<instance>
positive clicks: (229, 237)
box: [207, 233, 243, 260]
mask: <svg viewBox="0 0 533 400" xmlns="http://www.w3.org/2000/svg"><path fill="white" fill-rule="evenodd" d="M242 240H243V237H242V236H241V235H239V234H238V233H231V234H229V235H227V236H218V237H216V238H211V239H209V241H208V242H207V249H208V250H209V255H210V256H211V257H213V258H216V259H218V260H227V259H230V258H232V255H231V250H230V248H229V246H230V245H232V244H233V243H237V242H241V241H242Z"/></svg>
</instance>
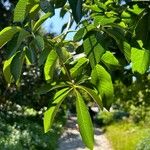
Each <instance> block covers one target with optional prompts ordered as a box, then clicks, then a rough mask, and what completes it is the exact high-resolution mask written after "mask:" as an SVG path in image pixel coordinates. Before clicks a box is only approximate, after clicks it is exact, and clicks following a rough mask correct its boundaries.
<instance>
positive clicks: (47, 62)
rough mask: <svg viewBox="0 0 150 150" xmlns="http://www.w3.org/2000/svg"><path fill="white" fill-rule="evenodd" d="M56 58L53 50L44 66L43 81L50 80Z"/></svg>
mask: <svg viewBox="0 0 150 150" xmlns="http://www.w3.org/2000/svg"><path fill="white" fill-rule="evenodd" d="M57 58H58V56H57V53H56V51H55V50H51V51H50V53H49V55H48V57H47V60H46V62H45V65H44V75H45V80H52V78H53V70H54V66H55V63H56V60H57Z"/></svg>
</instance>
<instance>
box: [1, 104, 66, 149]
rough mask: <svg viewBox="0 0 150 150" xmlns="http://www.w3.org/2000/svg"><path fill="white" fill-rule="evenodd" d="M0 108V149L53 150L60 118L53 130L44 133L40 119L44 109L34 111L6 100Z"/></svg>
mask: <svg viewBox="0 0 150 150" xmlns="http://www.w3.org/2000/svg"><path fill="white" fill-rule="evenodd" d="M0 110H1V111H0V131H1V132H0V149H6V150H12V149H13V150H15V149H19V150H23V149H30V150H33V149H35V150H38V149H45V150H47V149H52V150H55V148H56V147H57V139H58V137H59V135H60V132H61V129H60V128H61V126H62V123H63V122H62V120H61V119H60V118H57V119H58V120H57V123H56V124H55V125H54V126H53V130H51V131H50V132H49V133H47V134H45V135H44V134H43V127H42V124H41V119H40V118H41V114H42V112H43V111H44V109H41V110H40V111H36V110H34V109H31V108H28V107H21V106H20V105H18V104H16V103H12V102H11V101H7V102H6V104H1V106H0ZM61 113H62V112H61ZM61 117H64V116H62V115H61ZM10 118H11V119H10ZM35 121H36V122H35Z"/></svg>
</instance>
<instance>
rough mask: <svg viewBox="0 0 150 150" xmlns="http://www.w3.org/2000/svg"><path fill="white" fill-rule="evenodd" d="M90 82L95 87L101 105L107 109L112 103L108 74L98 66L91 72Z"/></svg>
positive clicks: (102, 69) (94, 68) (104, 70)
mask: <svg viewBox="0 0 150 150" xmlns="http://www.w3.org/2000/svg"><path fill="white" fill-rule="evenodd" d="M91 82H92V83H93V84H94V85H95V86H96V87H97V89H98V91H99V94H100V95H101V97H102V100H103V104H104V106H105V107H106V108H109V107H110V105H111V104H112V102H113V84H112V80H111V77H110V75H109V73H108V72H107V71H106V70H105V69H104V68H103V67H102V66H100V65H96V66H95V68H94V69H93V70H92V74H91Z"/></svg>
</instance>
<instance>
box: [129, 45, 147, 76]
mask: <svg viewBox="0 0 150 150" xmlns="http://www.w3.org/2000/svg"><path fill="white" fill-rule="evenodd" d="M131 62H132V71H133V72H138V73H140V74H144V73H145V72H146V71H147V70H148V68H149V65H150V51H149V50H146V49H137V48H134V47H133V48H132V49H131Z"/></svg>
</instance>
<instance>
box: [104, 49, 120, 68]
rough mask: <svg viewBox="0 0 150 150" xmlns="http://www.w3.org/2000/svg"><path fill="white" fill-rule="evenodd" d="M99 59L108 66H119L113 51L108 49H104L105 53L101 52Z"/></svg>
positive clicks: (116, 66) (104, 63)
mask: <svg viewBox="0 0 150 150" xmlns="http://www.w3.org/2000/svg"><path fill="white" fill-rule="evenodd" d="M101 60H102V62H103V63H104V64H105V65H106V66H108V67H114V68H115V67H116V69H117V67H120V64H119V61H118V60H117V59H116V57H115V56H114V55H113V53H111V52H109V51H106V53H105V54H103V56H102V58H101Z"/></svg>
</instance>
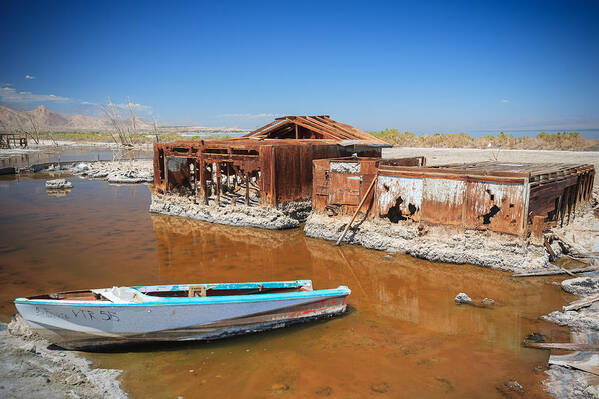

What is expected:
Write out all the entries word for word, but drop the pictures.

Answer:
<instance>
positive clicks: (229, 237)
box: [207, 233, 243, 260]
mask: <svg viewBox="0 0 533 400" xmlns="http://www.w3.org/2000/svg"><path fill="white" fill-rule="evenodd" d="M242 240H243V237H242V236H241V235H239V234H238V233H231V234H229V235H227V236H218V237H216V238H211V239H209V241H208V242H207V249H208V250H209V255H210V256H211V257H213V258H216V259H218V260H227V259H230V258H232V255H231V250H230V248H229V246H230V245H232V244H233V243H237V242H241V241H242Z"/></svg>
</instance>
Each <instance> block covers one target with optional prompts ordered as a box, then clicks, then a rough mask, and what completes it is the exact high-resolution mask written after "mask:" as an SVG path in image pixel coordinates. Before clicks a box is only approximate, after clicks it is exact, and clicks following a rough mask correct its boundaries.
<instance>
positive clicks: (47, 62)
rough mask: <svg viewBox="0 0 150 150" xmlns="http://www.w3.org/2000/svg"><path fill="white" fill-rule="evenodd" d="M56 58L53 50L44 66L43 81L50 80Z"/></svg>
mask: <svg viewBox="0 0 150 150" xmlns="http://www.w3.org/2000/svg"><path fill="white" fill-rule="evenodd" d="M57 58H58V56H57V53H56V51H55V50H51V51H50V53H49V55H48V57H47V60H46V62H45V65H44V75H45V80H52V78H53V70H54V66H55V63H56V60H57Z"/></svg>
</instance>
<instance>
box: [1, 104, 66, 149]
rough mask: <svg viewBox="0 0 150 150" xmlns="http://www.w3.org/2000/svg"><path fill="white" fill-rule="evenodd" d="M0 108V149L53 150L60 118L53 130L44 133L40 119L44 109L34 111L6 100Z"/></svg>
mask: <svg viewBox="0 0 150 150" xmlns="http://www.w3.org/2000/svg"><path fill="white" fill-rule="evenodd" d="M0 110H1V111H0V131H1V132H0V149H6V150H12V149H13V150H15V149H19V150H23V149H30V150H33V149H35V150H38V149H45V150H47V149H52V150H55V148H56V147H57V139H58V137H59V135H60V132H61V129H60V128H61V126H62V123H63V122H62V120H61V119H60V118H57V119H58V120H57V123H56V124H55V125H54V126H53V130H51V131H50V132H49V133H47V134H45V135H44V134H43V127H42V124H41V119H40V118H41V114H42V112H43V111H44V109H41V110H40V111H36V110H34V109H31V108H28V107H21V106H20V105H18V104H16V103H12V102H11V101H7V102H6V104H1V106H0ZM61 113H62V112H61ZM61 117H64V116H62V115H61ZM10 118H11V119H10ZM35 121H36V122H35Z"/></svg>
</instance>
<instance>
rough mask: <svg viewBox="0 0 150 150" xmlns="http://www.w3.org/2000/svg"><path fill="white" fill-rule="evenodd" d="M90 82L95 87L101 105L107 109L112 103L108 74L98 66L91 72Z"/></svg>
positive clicks: (102, 69) (94, 68) (104, 70)
mask: <svg viewBox="0 0 150 150" xmlns="http://www.w3.org/2000/svg"><path fill="white" fill-rule="evenodd" d="M91 82H92V83H93V84H94V85H95V86H96V87H97V89H98V91H99V94H100V95H101V97H102V100H103V104H104V106H105V107H106V108H109V107H110V105H111V104H112V102H113V84H112V80H111V77H110V75H109V73H108V72H107V71H106V70H105V69H104V68H103V67H102V66H100V65H96V66H95V68H94V69H93V70H92V74H91Z"/></svg>
</instance>
<instance>
box: [129, 45, 147, 76]
mask: <svg viewBox="0 0 150 150" xmlns="http://www.w3.org/2000/svg"><path fill="white" fill-rule="evenodd" d="M131 62H132V71H133V72H138V73H140V74H144V73H145V72H146V71H147V70H148V68H149V65H150V51H149V50H146V49H137V48H134V47H133V48H132V49H131Z"/></svg>
</instance>
<instance>
box: [104, 49, 120, 68]
rough mask: <svg viewBox="0 0 150 150" xmlns="http://www.w3.org/2000/svg"><path fill="white" fill-rule="evenodd" d="M99 59L108 66H119L113 51L108 49H104L105 53L101 52Z"/></svg>
positive clicks: (116, 66) (104, 63)
mask: <svg viewBox="0 0 150 150" xmlns="http://www.w3.org/2000/svg"><path fill="white" fill-rule="evenodd" d="M101 60H102V62H103V63H104V64H105V65H106V66H108V67H114V68H115V67H116V69H117V67H120V64H119V61H118V60H117V59H116V57H115V56H114V55H113V53H111V52H109V51H106V53H105V54H103V56H102V58H101Z"/></svg>
</instance>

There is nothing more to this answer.